**The task**
Reproduce, without alteration, everything in the material below from the line containing "Put a dot on every instance of the building" down to the end of the material, including both the first and last lines.

**Data lines**
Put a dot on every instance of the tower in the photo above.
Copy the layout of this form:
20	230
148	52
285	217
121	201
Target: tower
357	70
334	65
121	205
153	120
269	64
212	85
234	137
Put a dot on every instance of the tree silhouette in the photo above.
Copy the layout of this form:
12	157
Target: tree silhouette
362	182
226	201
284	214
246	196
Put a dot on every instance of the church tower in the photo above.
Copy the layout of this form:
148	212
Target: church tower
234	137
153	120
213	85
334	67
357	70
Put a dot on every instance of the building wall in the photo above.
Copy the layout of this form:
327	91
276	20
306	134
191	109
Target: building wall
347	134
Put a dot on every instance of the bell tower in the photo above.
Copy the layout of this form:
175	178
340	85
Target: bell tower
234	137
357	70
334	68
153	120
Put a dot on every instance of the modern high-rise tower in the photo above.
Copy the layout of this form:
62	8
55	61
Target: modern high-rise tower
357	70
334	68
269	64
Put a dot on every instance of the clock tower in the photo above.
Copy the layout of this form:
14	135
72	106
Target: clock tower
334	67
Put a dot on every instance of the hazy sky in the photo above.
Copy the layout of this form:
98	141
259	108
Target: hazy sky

**Answer for this exercise**
Put a dot on every instance of the building wall in the photo above.
Copy the layout of this form:
327	91
276	20
306	134
191	109
Target: building wall
347	134
Put a dot on every instance of the bell tower in the photo above.
Copy the layout of this form:
175	178
340	85
Target: bell tower
234	137
357	70
334	68
153	120
Put a dot on every instance of the modern high-rise tower in the photo above.
Copy the layout of this form:
62	8
55	61
Target: modern high-rise tower
357	70
334	68
269	64
Put a dot on every instance of the clock tower in the photo above.
Copy the layout of this form:
14	135
72	106
Target: clock tower
334	67
Put a dot on every instance of the hazy sky in the photo above.
Copy the layout of this form:
98	141
259	108
Target: hazy sky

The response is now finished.